### [WORK TO BE COMPLETED]
Turn every one of the rows below into a numbered list, skipping any blank lines.
-- Start EXERCISE INPUTS --
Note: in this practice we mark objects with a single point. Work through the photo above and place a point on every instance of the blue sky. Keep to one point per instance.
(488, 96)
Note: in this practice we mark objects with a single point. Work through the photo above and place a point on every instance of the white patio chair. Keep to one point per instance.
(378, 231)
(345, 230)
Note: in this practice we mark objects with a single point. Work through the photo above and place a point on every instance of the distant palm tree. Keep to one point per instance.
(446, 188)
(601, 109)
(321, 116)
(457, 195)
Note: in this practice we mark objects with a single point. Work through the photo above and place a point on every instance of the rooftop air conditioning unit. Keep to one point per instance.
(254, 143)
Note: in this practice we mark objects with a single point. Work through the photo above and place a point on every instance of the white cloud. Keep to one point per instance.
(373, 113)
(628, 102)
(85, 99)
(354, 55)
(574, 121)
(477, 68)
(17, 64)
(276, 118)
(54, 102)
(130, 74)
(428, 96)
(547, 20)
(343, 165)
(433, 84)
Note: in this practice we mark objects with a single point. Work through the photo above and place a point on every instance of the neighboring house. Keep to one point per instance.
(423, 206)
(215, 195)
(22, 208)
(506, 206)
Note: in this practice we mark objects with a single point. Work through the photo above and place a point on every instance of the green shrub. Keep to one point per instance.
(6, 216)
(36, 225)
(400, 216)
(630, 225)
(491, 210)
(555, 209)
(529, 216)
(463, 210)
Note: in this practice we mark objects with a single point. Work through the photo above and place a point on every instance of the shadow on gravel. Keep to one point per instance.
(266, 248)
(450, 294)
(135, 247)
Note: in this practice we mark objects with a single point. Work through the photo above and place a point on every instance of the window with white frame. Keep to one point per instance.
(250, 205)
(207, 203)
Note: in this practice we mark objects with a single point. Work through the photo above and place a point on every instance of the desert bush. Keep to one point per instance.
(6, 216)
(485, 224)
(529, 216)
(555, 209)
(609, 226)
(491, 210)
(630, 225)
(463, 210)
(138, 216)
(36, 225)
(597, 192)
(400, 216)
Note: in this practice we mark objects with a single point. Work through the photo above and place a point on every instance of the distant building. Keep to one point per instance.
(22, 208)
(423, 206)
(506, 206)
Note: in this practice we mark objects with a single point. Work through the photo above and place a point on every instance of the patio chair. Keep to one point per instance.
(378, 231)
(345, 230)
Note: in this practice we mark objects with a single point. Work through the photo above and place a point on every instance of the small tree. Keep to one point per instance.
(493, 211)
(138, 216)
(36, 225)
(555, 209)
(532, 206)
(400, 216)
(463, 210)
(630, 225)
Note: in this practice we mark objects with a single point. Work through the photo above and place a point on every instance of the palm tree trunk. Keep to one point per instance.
-- End EXERCISE INPUTS --
### [COMPLETED EXERCISE]
1. Note: in this practice we mark objects with a single point. Work through the photo above and place a point on every instance of the blue sky. Keep to one point per instance.
2. (488, 96)
3. Note: in this practice we mark objects with a single point. Work through the photo above and place a point on every instance of the white patio chair. Keep to one point per instance.
4. (378, 231)
5. (345, 230)
6. Note: in this practice we mark objects with a single point. Work through the photo above and place a point on every instance of the distant palm tree. Keep to one point per instance.
7. (446, 188)
8. (601, 109)
9. (321, 116)
10. (457, 195)
11. Note: in this practice we mark objects with a single point. Work through the photo above and place a point on every instance of the rooftop air conditioning unit. Keep to one point per instance.
12. (254, 143)
13. Note: in this practice we mark objects with a single point. Work through the photo above and place a point on every instance of the white cloud. Keep to one point per instance.
14. (373, 113)
15. (628, 102)
16. (85, 99)
17. (354, 55)
18. (574, 121)
19. (477, 68)
20. (17, 64)
21. (276, 118)
22. (54, 102)
23. (130, 74)
24. (428, 96)
25. (547, 20)
26. (343, 165)
27. (433, 84)
28. Note: in this practice we mark objects with a single point. Work through the photo above and place a point on every instance of the neighboring house. Keep to one point per instance.
29. (423, 206)
30. (215, 195)
31. (22, 208)
32. (506, 206)
33. Note: in this practice we mark objects with a single point. Work through the photo above and place a point on every instance of the green shrub. Keep to one point per instance.
34. (6, 216)
35. (36, 225)
36. (400, 216)
37. (630, 225)
38. (491, 210)
39. (555, 209)
40. (529, 216)
41. (463, 210)
42. Note: in this practice we mark objects with a single point. Work through the photo above and place a point on every instance of the shadow on gravel. Keep to one point per instance.
43. (266, 248)
44. (450, 294)
45. (135, 247)
46. Note: in this practice we mark objects with a single point. Work through the photo above and place a point on every instance of the window with white frame. Keep to one point per instance.
47. (250, 205)
48. (207, 203)
49. Note: in this practice we mark objects with a single point. Work through the photo above and place a point on every instance of the desert bush. Keep to one point per instance.
50. (6, 216)
51. (485, 224)
52. (529, 216)
53. (555, 209)
54. (609, 226)
55. (491, 210)
56. (630, 225)
57. (463, 210)
58. (138, 216)
59. (36, 225)
60. (597, 192)
61. (400, 216)
62. Note: in this practice we mark objects with a single point. Work through the photo above and place a point on every instance of the distant building. Keep to one point per instance.
63. (22, 208)
64. (423, 206)
65. (506, 206)
66. Note: in this practice we mark objects with a single point. Work through the photo above and place a point on every instance of the patio chair. Keep to one point per instance.
67. (378, 231)
68. (345, 230)
69. Note: in this practice we mark objects with a single point. Work through the photo above and place a point on every instance of the small tree. Keep to one point per instance.
70. (493, 211)
71. (138, 216)
72. (36, 225)
73. (555, 209)
74. (532, 206)
75. (400, 216)
76. (463, 210)
77. (630, 225)
78. Note: in this practice we mark objects with a single point. Work through the photo above and place a point on every instance of the palm tree trunk. Keep to one point per instance.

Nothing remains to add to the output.